┌──

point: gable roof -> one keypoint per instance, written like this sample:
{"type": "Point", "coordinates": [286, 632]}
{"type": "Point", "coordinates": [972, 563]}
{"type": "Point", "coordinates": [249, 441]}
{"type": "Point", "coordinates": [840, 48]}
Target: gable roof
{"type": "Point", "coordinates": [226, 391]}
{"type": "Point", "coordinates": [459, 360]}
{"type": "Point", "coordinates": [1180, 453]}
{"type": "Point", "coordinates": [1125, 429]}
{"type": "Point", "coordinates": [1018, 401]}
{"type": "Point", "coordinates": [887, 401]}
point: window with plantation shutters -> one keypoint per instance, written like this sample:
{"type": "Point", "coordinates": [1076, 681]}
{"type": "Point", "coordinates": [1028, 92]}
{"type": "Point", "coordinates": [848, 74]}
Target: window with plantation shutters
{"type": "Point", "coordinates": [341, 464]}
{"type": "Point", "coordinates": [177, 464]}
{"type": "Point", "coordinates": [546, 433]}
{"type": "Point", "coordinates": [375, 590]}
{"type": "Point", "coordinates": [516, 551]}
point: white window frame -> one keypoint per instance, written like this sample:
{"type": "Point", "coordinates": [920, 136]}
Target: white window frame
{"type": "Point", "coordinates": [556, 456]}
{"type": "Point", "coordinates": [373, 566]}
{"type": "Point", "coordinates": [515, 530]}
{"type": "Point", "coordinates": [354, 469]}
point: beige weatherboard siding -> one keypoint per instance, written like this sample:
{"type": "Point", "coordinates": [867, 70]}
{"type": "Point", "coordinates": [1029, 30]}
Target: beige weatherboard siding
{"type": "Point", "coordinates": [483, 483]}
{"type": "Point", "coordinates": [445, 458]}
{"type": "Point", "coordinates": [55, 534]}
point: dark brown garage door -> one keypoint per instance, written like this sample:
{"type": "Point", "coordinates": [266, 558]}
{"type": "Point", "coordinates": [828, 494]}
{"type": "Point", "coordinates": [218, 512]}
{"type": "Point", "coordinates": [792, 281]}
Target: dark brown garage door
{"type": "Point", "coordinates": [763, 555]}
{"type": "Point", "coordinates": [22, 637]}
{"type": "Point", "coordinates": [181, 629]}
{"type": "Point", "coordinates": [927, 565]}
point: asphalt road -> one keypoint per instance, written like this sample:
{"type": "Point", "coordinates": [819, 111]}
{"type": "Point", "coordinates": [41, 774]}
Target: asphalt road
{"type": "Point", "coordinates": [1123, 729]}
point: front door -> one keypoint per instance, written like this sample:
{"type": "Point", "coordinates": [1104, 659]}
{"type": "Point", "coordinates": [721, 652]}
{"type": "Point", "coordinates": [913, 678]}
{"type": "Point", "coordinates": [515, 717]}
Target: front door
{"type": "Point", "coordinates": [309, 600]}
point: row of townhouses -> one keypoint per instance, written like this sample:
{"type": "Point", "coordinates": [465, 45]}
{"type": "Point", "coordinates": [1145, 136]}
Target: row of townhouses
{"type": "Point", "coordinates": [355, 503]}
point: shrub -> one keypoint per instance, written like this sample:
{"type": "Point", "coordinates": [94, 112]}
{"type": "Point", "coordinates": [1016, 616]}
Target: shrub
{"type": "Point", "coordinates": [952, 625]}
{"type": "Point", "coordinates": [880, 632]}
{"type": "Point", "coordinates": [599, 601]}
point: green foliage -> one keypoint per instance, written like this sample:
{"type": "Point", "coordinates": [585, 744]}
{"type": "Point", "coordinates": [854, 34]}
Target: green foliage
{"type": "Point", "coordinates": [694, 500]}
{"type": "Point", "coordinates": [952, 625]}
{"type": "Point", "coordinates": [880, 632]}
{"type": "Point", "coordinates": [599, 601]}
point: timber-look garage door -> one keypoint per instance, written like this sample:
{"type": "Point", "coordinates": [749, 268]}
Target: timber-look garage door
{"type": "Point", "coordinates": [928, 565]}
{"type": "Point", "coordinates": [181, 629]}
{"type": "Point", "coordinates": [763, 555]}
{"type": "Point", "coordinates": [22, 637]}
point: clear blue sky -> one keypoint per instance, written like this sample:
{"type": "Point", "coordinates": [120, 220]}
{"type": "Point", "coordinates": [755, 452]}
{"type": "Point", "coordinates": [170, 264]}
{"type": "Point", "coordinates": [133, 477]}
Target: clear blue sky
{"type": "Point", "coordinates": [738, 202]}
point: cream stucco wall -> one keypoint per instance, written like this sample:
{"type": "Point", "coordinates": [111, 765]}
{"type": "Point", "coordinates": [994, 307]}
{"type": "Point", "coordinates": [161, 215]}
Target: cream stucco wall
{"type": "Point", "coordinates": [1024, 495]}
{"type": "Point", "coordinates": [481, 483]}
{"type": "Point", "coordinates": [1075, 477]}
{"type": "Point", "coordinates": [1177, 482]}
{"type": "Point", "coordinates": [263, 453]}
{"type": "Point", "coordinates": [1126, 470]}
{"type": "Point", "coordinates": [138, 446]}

└──

» **Work to do**:
Reproduce the entries above in full, verbatim.

» **Exercise solution**:
point: gable roof -> one keypoint per instance, written like this sample:
{"type": "Point", "coordinates": [286, 632]}
{"type": "Point", "coordinates": [972, 563]}
{"type": "Point", "coordinates": [249, 441]}
{"type": "Point", "coordinates": [840, 48]}
Target: gable roof
{"type": "Point", "coordinates": [226, 391]}
{"type": "Point", "coordinates": [459, 360]}
{"type": "Point", "coordinates": [1180, 453]}
{"type": "Point", "coordinates": [1125, 429]}
{"type": "Point", "coordinates": [1018, 401]}
{"type": "Point", "coordinates": [887, 401]}
point: window with plantation shutters -> one keypoint per instance, written like this sample:
{"type": "Point", "coordinates": [1076, 681]}
{"type": "Point", "coordinates": [1028, 92]}
{"type": "Point", "coordinates": [848, 74]}
Target: window with plantation shutters
{"type": "Point", "coordinates": [341, 464]}
{"type": "Point", "coordinates": [177, 464]}
{"type": "Point", "coordinates": [546, 433]}
{"type": "Point", "coordinates": [375, 590]}
{"type": "Point", "coordinates": [516, 551]}
point: white window frame -> one keypoint per instance, written like this sample:
{"type": "Point", "coordinates": [920, 136]}
Target: white window frame
{"type": "Point", "coordinates": [556, 456]}
{"type": "Point", "coordinates": [373, 566]}
{"type": "Point", "coordinates": [515, 530]}
{"type": "Point", "coordinates": [354, 469]}
point: beige weatherboard siding -> one keypoint per instance, written like this sample:
{"type": "Point", "coordinates": [867, 70]}
{"type": "Point", "coordinates": [1029, 30]}
Target: beige weatherboard siding
{"type": "Point", "coordinates": [483, 483]}
{"type": "Point", "coordinates": [445, 458]}
{"type": "Point", "coordinates": [55, 534]}
point: dark brown garage door -> one keypoint per instance, written like this sample:
{"type": "Point", "coordinates": [266, 558]}
{"type": "Point", "coordinates": [828, 494]}
{"type": "Point", "coordinates": [218, 512]}
{"type": "Point", "coordinates": [792, 281]}
Target: dark brown garage door
{"type": "Point", "coordinates": [763, 555]}
{"type": "Point", "coordinates": [22, 637]}
{"type": "Point", "coordinates": [181, 629]}
{"type": "Point", "coordinates": [927, 565]}
point: asphalt road -> one keypoint per instance, written like this sample:
{"type": "Point", "coordinates": [819, 111]}
{"type": "Point", "coordinates": [41, 774]}
Target: asphalt road
{"type": "Point", "coordinates": [1123, 729]}
point: front door -> one keypoint per instance, written like this sample:
{"type": "Point", "coordinates": [1104, 659]}
{"type": "Point", "coordinates": [721, 652]}
{"type": "Point", "coordinates": [913, 678]}
{"type": "Point", "coordinates": [515, 717]}
Target: front door
{"type": "Point", "coordinates": [309, 600]}
point: row of townhouses -> one keypoint per instance, written like this sample:
{"type": "Point", "coordinates": [465, 45]}
{"type": "Point", "coordinates": [1145, 136]}
Target: row of townhouses
{"type": "Point", "coordinates": [355, 503]}
point: shrub -> one keypoint per instance, written like this sample:
{"type": "Point", "coordinates": [94, 112]}
{"type": "Point", "coordinates": [1016, 616]}
Target: shrub
{"type": "Point", "coordinates": [952, 625]}
{"type": "Point", "coordinates": [880, 632]}
{"type": "Point", "coordinates": [599, 601]}
point: green foliage -> one keypoint per instance, written like this sample:
{"type": "Point", "coordinates": [585, 744]}
{"type": "Point", "coordinates": [854, 34]}
Target: green foliage
{"type": "Point", "coordinates": [694, 500]}
{"type": "Point", "coordinates": [952, 625]}
{"type": "Point", "coordinates": [880, 632]}
{"type": "Point", "coordinates": [599, 601]}
point: timber-look garage door -> one keypoint per instance, written like this sample:
{"type": "Point", "coordinates": [749, 268]}
Target: timber-look garage door
{"type": "Point", "coordinates": [928, 565]}
{"type": "Point", "coordinates": [181, 629]}
{"type": "Point", "coordinates": [763, 555]}
{"type": "Point", "coordinates": [22, 637]}
point: clear blue sky -> one keypoint per instance, written like this sample:
{"type": "Point", "coordinates": [120, 220]}
{"type": "Point", "coordinates": [755, 452]}
{"type": "Point", "coordinates": [170, 264]}
{"type": "Point", "coordinates": [133, 477]}
Target: clear blue sky
{"type": "Point", "coordinates": [738, 202]}
point: cream stucco wall -> one keypoint per instance, written like this sample:
{"type": "Point", "coordinates": [111, 765]}
{"type": "Point", "coordinates": [994, 307]}
{"type": "Point", "coordinates": [161, 215]}
Target: cream stucco wall
{"type": "Point", "coordinates": [1024, 495]}
{"type": "Point", "coordinates": [481, 483]}
{"type": "Point", "coordinates": [1075, 477]}
{"type": "Point", "coordinates": [1177, 482]}
{"type": "Point", "coordinates": [263, 453]}
{"type": "Point", "coordinates": [1126, 470]}
{"type": "Point", "coordinates": [138, 446]}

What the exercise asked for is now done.